● **EXERCISE GOAL**
All the data below goes into the copy word for word, but the pictures don't.

BEGIN MATERIAL

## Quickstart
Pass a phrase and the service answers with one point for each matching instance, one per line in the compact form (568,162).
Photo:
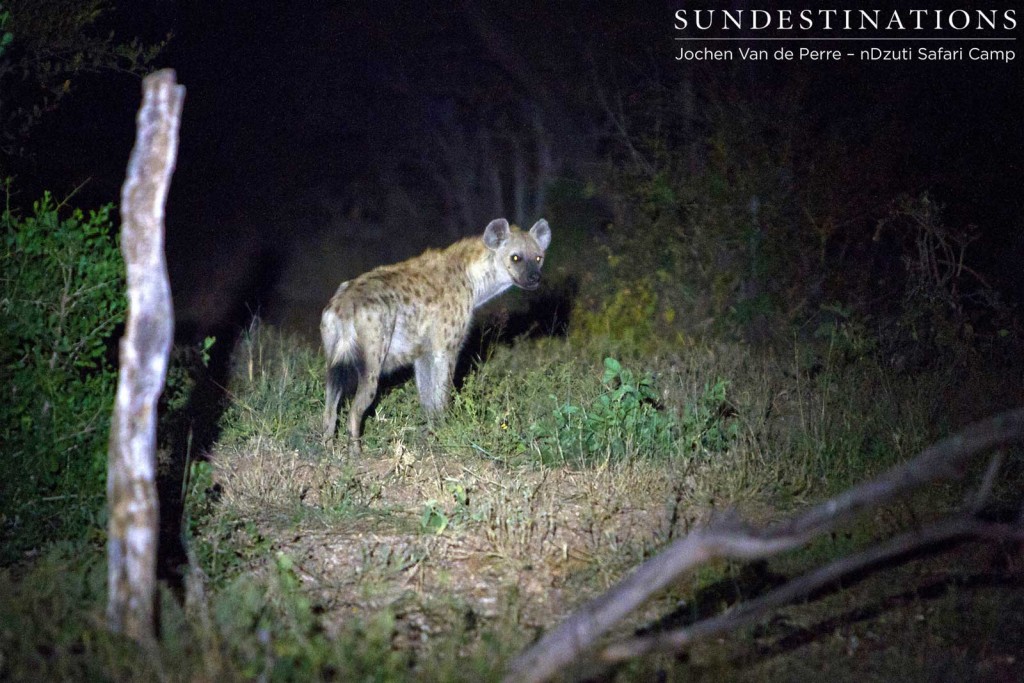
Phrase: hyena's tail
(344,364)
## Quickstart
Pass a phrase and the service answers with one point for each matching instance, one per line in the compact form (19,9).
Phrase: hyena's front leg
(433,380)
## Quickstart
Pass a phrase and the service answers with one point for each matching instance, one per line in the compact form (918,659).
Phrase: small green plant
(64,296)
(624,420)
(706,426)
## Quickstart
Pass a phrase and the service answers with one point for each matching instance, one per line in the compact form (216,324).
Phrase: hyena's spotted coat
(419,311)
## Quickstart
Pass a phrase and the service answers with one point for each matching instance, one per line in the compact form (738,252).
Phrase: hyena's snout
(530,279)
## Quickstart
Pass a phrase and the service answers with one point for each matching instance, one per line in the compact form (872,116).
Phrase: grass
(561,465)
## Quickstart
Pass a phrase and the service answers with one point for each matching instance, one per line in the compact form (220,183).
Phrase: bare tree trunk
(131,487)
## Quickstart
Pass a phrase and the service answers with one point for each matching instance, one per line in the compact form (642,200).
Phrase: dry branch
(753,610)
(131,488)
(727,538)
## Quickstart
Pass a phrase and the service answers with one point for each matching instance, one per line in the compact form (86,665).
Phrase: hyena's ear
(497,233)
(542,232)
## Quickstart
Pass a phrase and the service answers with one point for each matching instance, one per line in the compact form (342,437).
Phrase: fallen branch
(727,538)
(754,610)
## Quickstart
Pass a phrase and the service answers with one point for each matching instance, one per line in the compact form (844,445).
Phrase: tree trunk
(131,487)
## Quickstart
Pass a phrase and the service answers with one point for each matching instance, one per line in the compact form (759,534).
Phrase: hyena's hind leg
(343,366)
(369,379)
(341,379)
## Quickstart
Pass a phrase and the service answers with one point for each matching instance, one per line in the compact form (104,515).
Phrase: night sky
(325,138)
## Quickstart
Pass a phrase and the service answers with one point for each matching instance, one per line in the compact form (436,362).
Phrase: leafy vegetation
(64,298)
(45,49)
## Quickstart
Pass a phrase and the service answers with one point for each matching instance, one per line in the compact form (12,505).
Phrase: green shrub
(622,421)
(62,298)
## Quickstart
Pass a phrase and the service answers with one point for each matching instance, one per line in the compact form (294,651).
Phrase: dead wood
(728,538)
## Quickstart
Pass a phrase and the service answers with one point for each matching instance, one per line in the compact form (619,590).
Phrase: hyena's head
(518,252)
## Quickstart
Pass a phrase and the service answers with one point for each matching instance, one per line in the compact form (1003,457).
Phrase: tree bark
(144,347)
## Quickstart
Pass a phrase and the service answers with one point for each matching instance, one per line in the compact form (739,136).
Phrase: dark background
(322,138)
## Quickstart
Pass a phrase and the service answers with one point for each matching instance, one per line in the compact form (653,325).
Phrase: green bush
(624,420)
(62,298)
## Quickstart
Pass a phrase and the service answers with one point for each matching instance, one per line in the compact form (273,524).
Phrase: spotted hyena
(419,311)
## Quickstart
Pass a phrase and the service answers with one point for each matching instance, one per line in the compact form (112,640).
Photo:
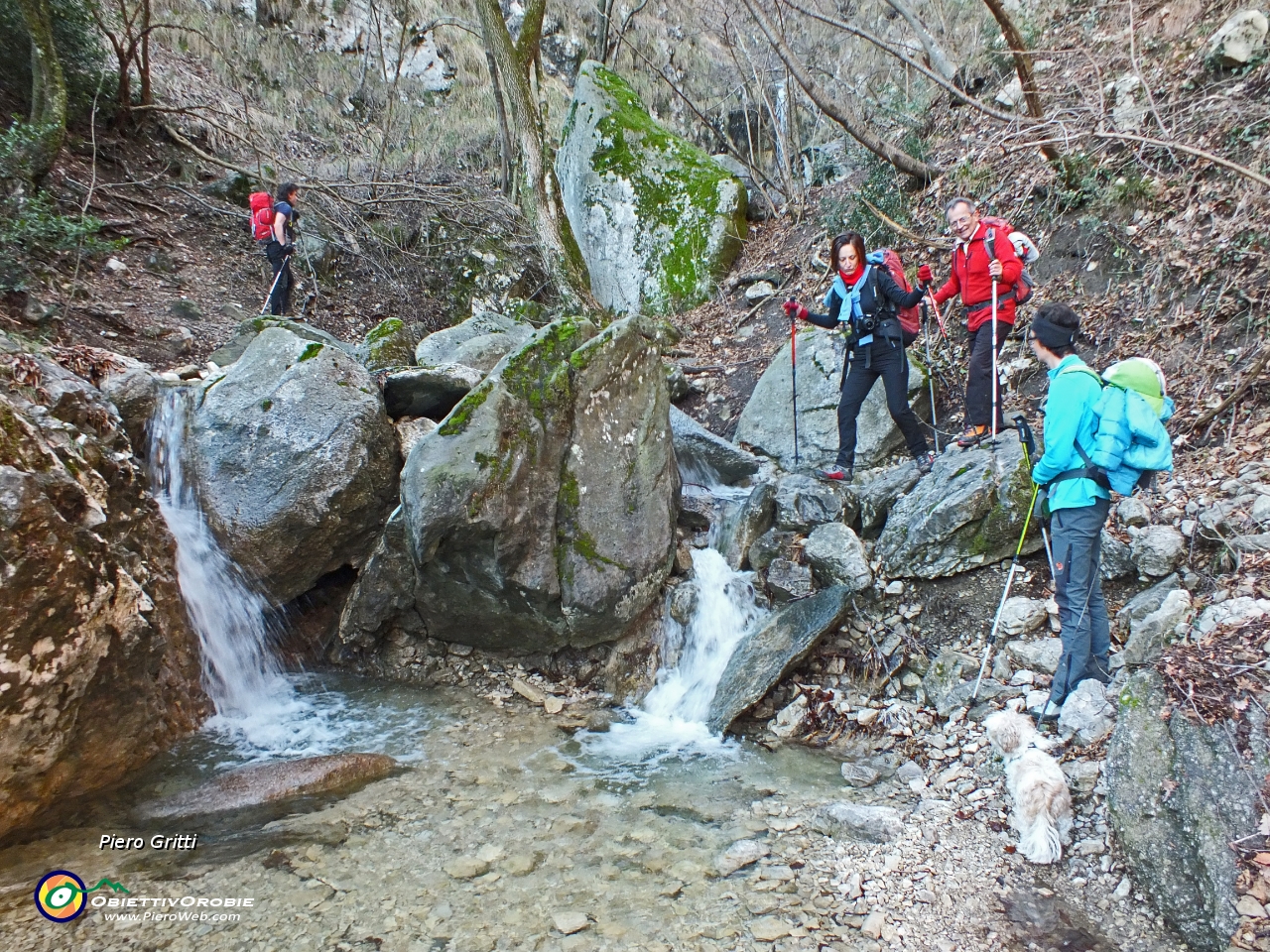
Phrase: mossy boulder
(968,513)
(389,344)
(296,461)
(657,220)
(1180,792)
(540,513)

END MATERIAL

● **TASK SOLUTION**
## Quickstart
Pass a phrase and the service answers with one point for each matching instance, one per line in the compact form (568,162).
Photo:
Phrase: hyena's tail
(344,364)
## Quickstart
Pass a phrase and the service answers with one point for each matching instance, one per line in the compact form (19,9).
Phrase: hyena's front leg
(433,380)
## Quickstart
Pass a phrase and the service answers with one point for each matching instance, one per line in the compact form (918,659).
Phrase: small green plant
(64,296)
(624,420)
(706,426)
## Quickstart
Pass a phrase and the service answers with one point for each matching instance, one per line in the compact form (216,324).
Phrase: hyena's spotted coat
(419,311)
## Quickstart
Pass a phrase and the service answers with one point for each matching instance, one per line in the compact form (738,252).
Phrase: hyena's snout
(530,279)
## Quickstart
Pass a phrase and the service answers with one point for each matching instance, one per line in the compact form (872,116).
Phrase: grass
(561,465)
## Quickstart
Pass a phrase and the service answers with one point for each matching instance, one per line in the compact form (220,183).
Phrase: bare tree trunk
(131,487)
## Quickstart
Pass a phrase and the service answers with one point for each matching instance, one per line in the compact form (642,200).
Phrase: dry branch
(753,610)
(131,488)
(727,538)
## Quickstart
Pass a phrase and the service answers with one point for each matching instance, one per line in the compact form (86,665).
Phrase: hyena's ear
(497,233)
(542,232)
## Quickstart
Pass a phrase and the service answers with one point for each matching instance, one per line in the compact form (342,437).
Phrase: fallen branch
(727,538)
(754,610)
## Quickstart
Pass a phrase and the service answers with one point for each matching instance, one per line in the compact form (844,445).
Phrase: tree trunk
(131,487)
## Quickstart
Pass a phrase and the service answers with one point for each matching instance, one per line in the compact form (759,534).
Phrase: hyena's hind leg
(343,366)
(369,379)
(341,379)
## Quickstart
Pass a phrase and the service answers with one point for each matching instance, one per line in the compact form (104,515).
Phrase: night sky
(325,138)
## Quickstart
Pass a phrase and the service answers with one point for each matching instance, one per line in the compact form (436,362).
Phrase: leafy vegetation
(64,298)
(45,49)
## Quickstart
Pass a phrase and the service answers with one point for each matching instance, one per line in the compact form (12,505).
Phrase: green shrub
(622,421)
(62,298)
## Quickstart
Pass a phrase and the service answers with one point for each matching instance, one per line in the compact form (294,651).
Phrase: dead wood
(728,538)
## Quickstart
Pass a phrase and the service answers with one point for each matching instance, one per line in the compact form (619,590).
Phrase: hyena's head
(518,252)
## Quickstart
Pass a phrase and the service answers with one point for each matching instance, one per line in the compact form (1003,457).
Phrase: tree bark
(144,347)
## Quickstart
Pass a phrase and the service answers with one point for each matching instance, one per line in the compact form (739,136).
Phrase: dark background
(322,138)
## Quickstart
Pass a phrase and the service answers with one point for each matching instance, one per line in the compact form (653,325).
Phrase: green bush
(624,420)
(62,298)
## Quickstart
Pass a phrase and the service answers with one point for each matching instance, one per line in the compact form (273,524).
Phrase: spotted hyena
(419,311)
## Quickstart
Pass a phrase and the service answers with one point for each matching instance, one per line in the compact form (112,640).
Photo:
Phrase: mossy boulder
(968,513)
(389,344)
(296,461)
(657,220)
(1180,792)
(540,513)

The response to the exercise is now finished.